Glossary - Design Terms

Acrobat:
Acrobat is part of a set of applications developed by Adobe to create and view PDF files. Acrobat is used to create the PDF files and Acrobat Reader is used to read the PDF files.
alignment:
How the text appears in a printed piece. Common types of alignment are rag right (an even margin on the left only) or rag left (an even margin on the right only, justified (even margins on both sides) and centered.
artwork:
A general term used to describe photographs, drawings, paintings hand lettering and the like prepared to use in printed matter.
author's alterations (AA's):
Customer corrections and/or changes made in type at the proof stages; these are not due to the printer's error and are therefore chargeable to the customer. All corrections should be marked in red ink. AA's are expensive and should be kept to a minimum.
bitmap image:
A graphic image stored as a specific arrangement of screen dots, or pixels. Web graphics are bitmap images. A graphic which is defined by specifying the colors of dots or pixels which make up the picture. Also known as raster graphics. Common types of bitmap graphics are GIF, JPEG, Photoshop, TIFF, MacIntosh Paint, and Microsoft Paint, etc.

- Instruction: According to the design terms glossary, what color of ink should be used to mark all corrections? The lines that follow have no connection to the design terms glossary.

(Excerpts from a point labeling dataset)

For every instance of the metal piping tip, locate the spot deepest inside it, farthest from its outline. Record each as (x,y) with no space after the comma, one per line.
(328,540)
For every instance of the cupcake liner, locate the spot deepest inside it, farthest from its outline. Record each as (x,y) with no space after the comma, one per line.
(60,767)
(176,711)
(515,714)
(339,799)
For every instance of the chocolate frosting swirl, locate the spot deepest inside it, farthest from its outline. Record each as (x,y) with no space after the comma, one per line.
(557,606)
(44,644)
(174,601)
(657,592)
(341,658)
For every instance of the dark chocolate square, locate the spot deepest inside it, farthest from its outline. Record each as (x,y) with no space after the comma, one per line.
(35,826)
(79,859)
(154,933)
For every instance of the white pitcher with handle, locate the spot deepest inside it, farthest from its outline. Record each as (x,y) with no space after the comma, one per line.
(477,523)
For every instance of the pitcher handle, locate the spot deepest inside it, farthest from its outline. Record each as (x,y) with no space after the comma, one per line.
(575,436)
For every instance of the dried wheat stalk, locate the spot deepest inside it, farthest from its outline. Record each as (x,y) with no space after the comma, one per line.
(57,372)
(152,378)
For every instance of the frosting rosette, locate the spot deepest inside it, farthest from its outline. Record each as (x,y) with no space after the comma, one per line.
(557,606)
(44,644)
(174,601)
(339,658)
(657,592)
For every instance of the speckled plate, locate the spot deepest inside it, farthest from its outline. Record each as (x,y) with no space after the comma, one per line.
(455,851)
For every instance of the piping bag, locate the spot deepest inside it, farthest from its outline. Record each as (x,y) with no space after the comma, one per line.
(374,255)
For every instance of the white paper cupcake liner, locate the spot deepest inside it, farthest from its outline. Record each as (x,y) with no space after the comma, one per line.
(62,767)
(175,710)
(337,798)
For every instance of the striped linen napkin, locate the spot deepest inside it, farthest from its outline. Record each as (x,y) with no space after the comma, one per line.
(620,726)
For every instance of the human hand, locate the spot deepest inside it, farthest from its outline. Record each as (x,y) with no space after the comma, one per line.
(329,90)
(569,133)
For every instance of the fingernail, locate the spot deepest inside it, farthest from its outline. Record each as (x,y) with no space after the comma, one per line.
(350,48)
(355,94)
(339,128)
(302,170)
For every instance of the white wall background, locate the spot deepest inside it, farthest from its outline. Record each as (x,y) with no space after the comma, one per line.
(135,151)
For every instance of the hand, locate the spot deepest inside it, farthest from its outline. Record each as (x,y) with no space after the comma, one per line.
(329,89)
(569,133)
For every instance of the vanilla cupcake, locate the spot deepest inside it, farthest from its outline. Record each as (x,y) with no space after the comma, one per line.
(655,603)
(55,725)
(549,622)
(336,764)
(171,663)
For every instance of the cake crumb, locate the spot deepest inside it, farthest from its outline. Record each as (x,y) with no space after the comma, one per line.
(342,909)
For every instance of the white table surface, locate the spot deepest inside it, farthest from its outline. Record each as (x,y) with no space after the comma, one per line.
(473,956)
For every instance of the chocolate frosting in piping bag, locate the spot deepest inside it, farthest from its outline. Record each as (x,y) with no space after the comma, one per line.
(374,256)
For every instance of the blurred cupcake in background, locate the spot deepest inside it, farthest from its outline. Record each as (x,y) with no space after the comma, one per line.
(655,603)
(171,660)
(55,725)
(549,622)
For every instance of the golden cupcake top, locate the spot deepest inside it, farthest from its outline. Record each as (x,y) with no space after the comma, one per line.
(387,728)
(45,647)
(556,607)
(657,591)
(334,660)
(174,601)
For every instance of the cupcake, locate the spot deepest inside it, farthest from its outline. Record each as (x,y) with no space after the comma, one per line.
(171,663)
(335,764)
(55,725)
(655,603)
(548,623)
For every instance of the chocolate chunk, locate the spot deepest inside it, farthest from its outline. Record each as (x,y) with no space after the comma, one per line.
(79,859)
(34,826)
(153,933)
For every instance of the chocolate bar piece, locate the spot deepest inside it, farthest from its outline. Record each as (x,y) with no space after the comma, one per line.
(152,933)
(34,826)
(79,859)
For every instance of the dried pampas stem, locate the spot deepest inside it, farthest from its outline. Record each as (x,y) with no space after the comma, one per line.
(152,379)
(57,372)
...
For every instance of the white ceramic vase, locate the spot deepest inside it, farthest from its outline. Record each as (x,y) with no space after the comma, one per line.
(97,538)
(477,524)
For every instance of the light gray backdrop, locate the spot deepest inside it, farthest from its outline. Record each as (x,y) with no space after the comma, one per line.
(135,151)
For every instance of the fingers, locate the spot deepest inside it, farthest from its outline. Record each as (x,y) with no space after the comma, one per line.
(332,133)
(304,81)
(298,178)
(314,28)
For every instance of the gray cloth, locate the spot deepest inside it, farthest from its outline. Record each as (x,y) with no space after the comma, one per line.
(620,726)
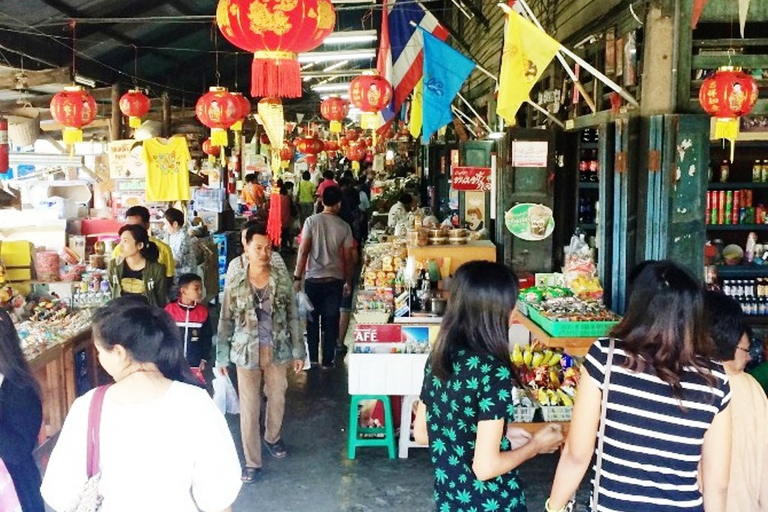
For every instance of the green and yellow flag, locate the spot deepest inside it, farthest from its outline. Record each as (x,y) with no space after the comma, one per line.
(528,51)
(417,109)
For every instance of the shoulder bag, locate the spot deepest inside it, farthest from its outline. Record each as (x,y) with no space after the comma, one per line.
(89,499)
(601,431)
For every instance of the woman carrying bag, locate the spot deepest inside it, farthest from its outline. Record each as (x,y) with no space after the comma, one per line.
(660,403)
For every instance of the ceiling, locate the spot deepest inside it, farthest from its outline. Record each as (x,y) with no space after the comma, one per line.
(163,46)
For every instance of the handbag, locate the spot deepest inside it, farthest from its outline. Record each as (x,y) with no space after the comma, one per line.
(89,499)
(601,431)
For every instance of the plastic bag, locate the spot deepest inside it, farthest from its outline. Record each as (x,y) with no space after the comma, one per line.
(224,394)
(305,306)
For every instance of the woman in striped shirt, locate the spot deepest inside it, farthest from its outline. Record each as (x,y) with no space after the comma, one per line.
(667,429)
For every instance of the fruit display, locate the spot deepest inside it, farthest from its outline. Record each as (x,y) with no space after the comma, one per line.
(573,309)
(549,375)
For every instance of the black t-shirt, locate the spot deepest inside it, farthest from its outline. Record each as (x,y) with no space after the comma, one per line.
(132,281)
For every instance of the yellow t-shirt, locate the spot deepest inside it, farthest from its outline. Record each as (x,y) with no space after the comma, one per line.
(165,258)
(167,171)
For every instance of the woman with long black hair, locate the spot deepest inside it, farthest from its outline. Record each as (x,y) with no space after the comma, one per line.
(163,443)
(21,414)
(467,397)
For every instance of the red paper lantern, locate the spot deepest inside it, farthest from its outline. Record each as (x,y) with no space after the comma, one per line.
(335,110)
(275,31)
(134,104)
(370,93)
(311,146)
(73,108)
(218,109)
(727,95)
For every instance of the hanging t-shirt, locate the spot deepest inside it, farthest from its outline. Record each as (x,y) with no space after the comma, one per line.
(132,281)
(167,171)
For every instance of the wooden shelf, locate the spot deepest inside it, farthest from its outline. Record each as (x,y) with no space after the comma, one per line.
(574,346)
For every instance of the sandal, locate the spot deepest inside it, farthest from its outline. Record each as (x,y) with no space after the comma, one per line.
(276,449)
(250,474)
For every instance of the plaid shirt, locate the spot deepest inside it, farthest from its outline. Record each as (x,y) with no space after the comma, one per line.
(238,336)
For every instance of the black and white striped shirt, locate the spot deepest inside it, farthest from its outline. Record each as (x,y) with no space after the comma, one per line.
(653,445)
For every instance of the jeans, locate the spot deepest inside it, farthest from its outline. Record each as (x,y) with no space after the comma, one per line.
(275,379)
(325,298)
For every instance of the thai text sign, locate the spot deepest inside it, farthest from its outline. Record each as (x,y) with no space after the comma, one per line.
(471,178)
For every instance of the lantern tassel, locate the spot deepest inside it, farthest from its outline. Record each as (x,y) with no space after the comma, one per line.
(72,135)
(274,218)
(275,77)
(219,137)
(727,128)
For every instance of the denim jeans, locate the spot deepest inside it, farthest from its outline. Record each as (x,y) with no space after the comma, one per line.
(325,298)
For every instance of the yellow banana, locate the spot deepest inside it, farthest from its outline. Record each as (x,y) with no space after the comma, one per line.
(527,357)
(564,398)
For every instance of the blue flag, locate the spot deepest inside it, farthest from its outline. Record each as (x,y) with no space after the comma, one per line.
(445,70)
==
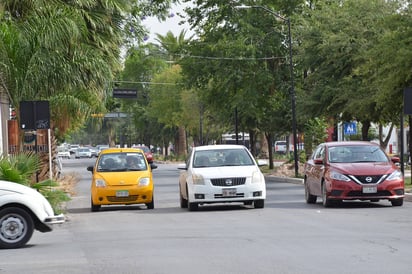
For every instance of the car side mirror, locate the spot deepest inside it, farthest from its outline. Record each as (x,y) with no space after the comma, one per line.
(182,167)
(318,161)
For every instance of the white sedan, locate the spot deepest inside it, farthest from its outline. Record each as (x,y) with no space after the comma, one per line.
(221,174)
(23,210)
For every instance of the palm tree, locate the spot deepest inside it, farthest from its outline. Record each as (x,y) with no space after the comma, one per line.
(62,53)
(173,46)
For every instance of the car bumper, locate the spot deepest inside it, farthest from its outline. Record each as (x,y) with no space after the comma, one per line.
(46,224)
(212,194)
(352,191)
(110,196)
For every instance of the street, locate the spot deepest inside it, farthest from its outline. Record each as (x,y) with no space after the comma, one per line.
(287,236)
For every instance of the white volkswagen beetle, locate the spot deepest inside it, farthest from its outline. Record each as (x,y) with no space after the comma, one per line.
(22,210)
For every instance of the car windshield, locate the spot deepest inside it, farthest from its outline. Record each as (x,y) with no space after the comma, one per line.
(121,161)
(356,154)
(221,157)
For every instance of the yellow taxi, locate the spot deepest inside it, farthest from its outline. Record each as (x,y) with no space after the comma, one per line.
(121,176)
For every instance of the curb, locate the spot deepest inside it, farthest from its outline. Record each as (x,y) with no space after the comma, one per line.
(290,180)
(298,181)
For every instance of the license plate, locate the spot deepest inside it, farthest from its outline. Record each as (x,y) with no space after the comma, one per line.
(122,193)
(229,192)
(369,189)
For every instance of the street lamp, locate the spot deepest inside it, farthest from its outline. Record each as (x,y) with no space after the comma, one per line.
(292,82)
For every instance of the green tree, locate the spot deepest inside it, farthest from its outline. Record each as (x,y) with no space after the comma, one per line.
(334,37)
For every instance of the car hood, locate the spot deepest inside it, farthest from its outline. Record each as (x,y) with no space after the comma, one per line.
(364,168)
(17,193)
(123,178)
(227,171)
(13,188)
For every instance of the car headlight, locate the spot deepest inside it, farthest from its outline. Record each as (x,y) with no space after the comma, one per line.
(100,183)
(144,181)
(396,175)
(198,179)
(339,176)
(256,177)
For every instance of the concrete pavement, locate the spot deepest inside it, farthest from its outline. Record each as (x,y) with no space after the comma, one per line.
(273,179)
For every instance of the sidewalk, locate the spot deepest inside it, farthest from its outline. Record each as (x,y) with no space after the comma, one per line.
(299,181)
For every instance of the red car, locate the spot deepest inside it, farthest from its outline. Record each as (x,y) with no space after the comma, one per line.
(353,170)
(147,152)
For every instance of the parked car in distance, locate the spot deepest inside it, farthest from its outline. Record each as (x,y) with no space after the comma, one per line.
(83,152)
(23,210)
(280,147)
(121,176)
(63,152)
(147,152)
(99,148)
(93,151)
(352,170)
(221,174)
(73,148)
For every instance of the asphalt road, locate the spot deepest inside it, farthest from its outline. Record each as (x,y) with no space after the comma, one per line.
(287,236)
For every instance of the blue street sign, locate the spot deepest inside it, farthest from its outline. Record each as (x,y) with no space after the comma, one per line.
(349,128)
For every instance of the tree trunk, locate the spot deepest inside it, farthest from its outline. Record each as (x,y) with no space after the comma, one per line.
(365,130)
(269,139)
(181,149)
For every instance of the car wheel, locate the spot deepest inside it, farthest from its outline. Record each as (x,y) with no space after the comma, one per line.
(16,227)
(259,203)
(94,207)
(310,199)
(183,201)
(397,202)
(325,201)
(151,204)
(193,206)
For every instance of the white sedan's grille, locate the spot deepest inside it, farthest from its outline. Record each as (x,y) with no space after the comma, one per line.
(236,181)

- Written response: Red ink.